• **WHAT NEEDS TO BE DONE**
Reproduce the entries verbatim; no pictures.
(DATA begins)
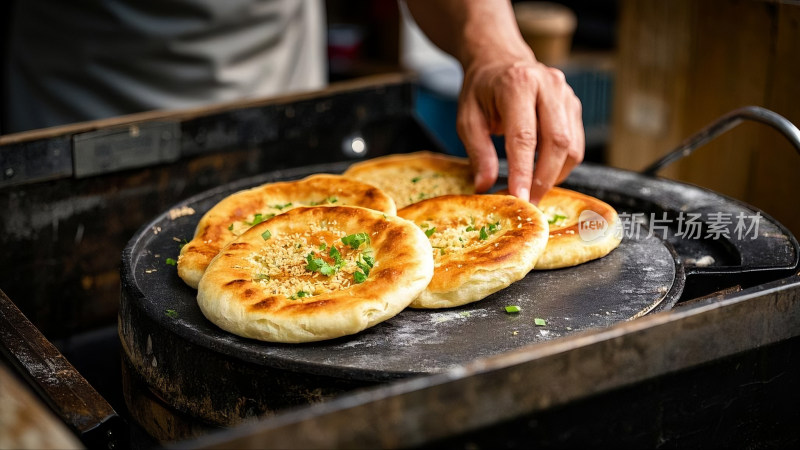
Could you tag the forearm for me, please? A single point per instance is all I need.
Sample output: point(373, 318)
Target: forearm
point(471, 30)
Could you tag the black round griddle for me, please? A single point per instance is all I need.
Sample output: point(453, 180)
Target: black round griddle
point(222, 378)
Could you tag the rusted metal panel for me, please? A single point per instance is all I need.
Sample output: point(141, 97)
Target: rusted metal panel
point(27, 423)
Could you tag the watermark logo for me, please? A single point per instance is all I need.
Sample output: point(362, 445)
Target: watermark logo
point(591, 226)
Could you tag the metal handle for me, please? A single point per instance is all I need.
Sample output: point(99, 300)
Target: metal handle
point(723, 124)
point(59, 384)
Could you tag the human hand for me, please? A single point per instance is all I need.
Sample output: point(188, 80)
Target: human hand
point(534, 107)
(DATA ends)
• **ANSWER BOX**
Could you tag the forearm for me, please? A single point per instance is all I need.
Sample output: point(373, 318)
Target: forearm
point(471, 30)
Could you tag the black round griddle for me, please? A single point per instance is all I need.
Sample output: point(453, 180)
Target: black round griddle
point(222, 378)
Could you tag the rusted metal panel for me, please? A single point per instance is all I need.
Sample output: point(141, 97)
Target: rusted metal panel
point(27, 423)
Could you tag the watermark logo for me, please? A single point per instance is all I need.
Sample output: point(362, 445)
Target: watermark logo
point(591, 226)
Could you tag the metal handle for me, please? A single point per instance is all I need.
Sample output: point(99, 300)
Target: metal handle
point(723, 124)
point(59, 384)
Could you tag the human hand for me, please? A single point per instance is all I need.
Sample output: point(188, 80)
Target: human hand
point(534, 107)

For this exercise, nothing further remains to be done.